REQUIRED WORK:
Reproduce word for word the part of the forum thread on trooper speeds below that lies between "Glad to be of" and "on the road?", inclusive.

SELECTED TEXT:
_ _ _ _
Glad to be of assistance. These Troopers have been getting away with all of this for far too long.:wink:


----------



## Dr.Magoo (May 2, 2002)

MSP75 said:


> Mr Guest, if you are a reporter, instead of asking why the cruiser is going so fast, ask why the Commonwealth doesn't put more troopers on the road?


I totally agree. Too much road for too few Road Troopers. And if they drove the speed limit all the time.....image the traffic jams and accidents that would cause.


----------



## Guest (Jan 16, 2006)

Dr.Magoo said:


> I totally agree. Too much road for too few Road Troopers. And if they drove the speed limit all the time.....image the traffic jams and accidents that would cause.


That is no joke. At 65 mph everyone else is at 55 mph. All the speeders catchup and then there is the moving parking lot. Then everyone is wishing the cruiser was going fast.


----------



## Officer Dunngeon (Aug 16, 2002)
_ _ _ _
LISTED ENTRIES:
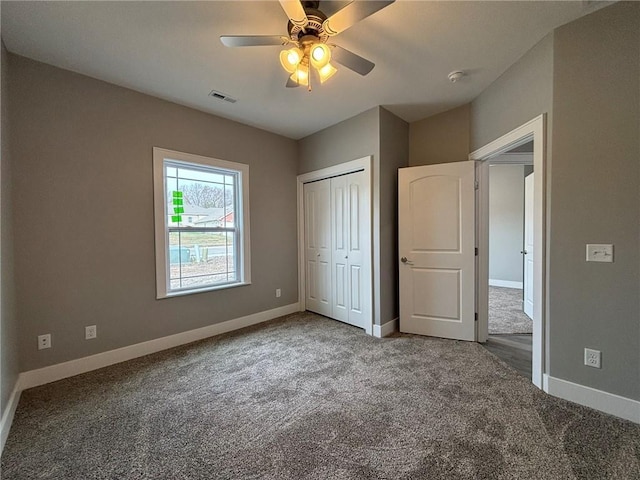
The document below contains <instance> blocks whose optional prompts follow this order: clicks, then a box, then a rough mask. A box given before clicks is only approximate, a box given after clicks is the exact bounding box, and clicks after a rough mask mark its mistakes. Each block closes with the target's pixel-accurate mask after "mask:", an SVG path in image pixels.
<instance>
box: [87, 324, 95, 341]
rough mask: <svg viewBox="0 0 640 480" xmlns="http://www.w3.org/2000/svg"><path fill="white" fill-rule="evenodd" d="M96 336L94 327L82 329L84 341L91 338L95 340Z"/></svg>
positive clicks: (89, 326) (87, 339)
mask: <svg viewBox="0 0 640 480" xmlns="http://www.w3.org/2000/svg"><path fill="white" fill-rule="evenodd" d="M97 336H98V329H97V327H96V326H95V325H89V326H87V327H84V338H85V340H91V339H92V338H96V337H97Z"/></svg>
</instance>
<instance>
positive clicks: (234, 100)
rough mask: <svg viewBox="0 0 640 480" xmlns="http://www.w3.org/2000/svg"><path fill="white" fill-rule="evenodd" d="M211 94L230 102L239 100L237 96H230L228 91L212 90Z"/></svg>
mask: <svg viewBox="0 0 640 480" xmlns="http://www.w3.org/2000/svg"><path fill="white" fill-rule="evenodd" d="M209 96H210V97H213V98H216V99H218V100H224V101H225V102H229V103H236V102H237V101H238V99H237V98H233V97H230V96H229V95H227V94H226V93H222V92H218V91H217V90H211V91H210V92H209Z"/></svg>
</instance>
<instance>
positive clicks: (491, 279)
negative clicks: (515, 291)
mask: <svg viewBox="0 0 640 480" xmlns="http://www.w3.org/2000/svg"><path fill="white" fill-rule="evenodd" d="M489 285H490V286H491V287H506V288H519V289H520V290H522V288H523V283H522V282H512V281H510V280H496V279H493V278H490V279H489Z"/></svg>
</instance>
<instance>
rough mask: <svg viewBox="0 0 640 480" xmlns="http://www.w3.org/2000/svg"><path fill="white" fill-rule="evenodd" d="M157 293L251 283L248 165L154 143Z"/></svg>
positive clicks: (191, 290) (154, 171)
mask: <svg viewBox="0 0 640 480" xmlns="http://www.w3.org/2000/svg"><path fill="white" fill-rule="evenodd" d="M153 172H154V209H155V235H156V292H157V298H165V297H171V296H175V295H185V294H189V293H197V292H202V291H207V290H214V289H220V288H228V287H235V286H239V285H246V284H248V283H250V268H249V265H250V261H249V166H248V165H244V164H240V163H234V162H227V161H224V160H217V159H214V158H208V157H201V156H198V155H191V154H188V153H180V152H173V151H171V150H165V149H162V148H157V147H154V149H153Z"/></svg>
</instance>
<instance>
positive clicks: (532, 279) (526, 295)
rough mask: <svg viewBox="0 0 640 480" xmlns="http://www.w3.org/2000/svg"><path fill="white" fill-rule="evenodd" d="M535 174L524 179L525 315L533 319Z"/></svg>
mask: <svg viewBox="0 0 640 480" xmlns="http://www.w3.org/2000/svg"><path fill="white" fill-rule="evenodd" d="M534 175H535V172H534V173H530V174H529V175H527V176H526V177H525V179H524V250H523V251H522V253H523V257H524V275H523V277H524V278H523V283H524V302H523V303H524V306H523V307H524V308H523V310H524V313H525V314H526V315H527V316H528V317H529V318H533V248H534V245H533V187H534V182H535V177H534Z"/></svg>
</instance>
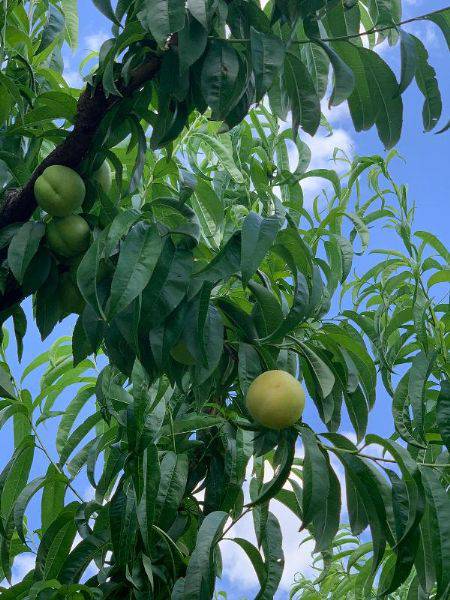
_ _ _ _
RESULT:
Glad to be of assistance. These Troopers have been getting away with all of this for far too long.:wink:


----------



## Dr.Magoo (May 2, 2002)

MSP75 said:


> Mr Guest, if you are a reporter, instead of asking why the cruiser is going so fast, ask why the Commonwealth doesn't put more troopers on the road?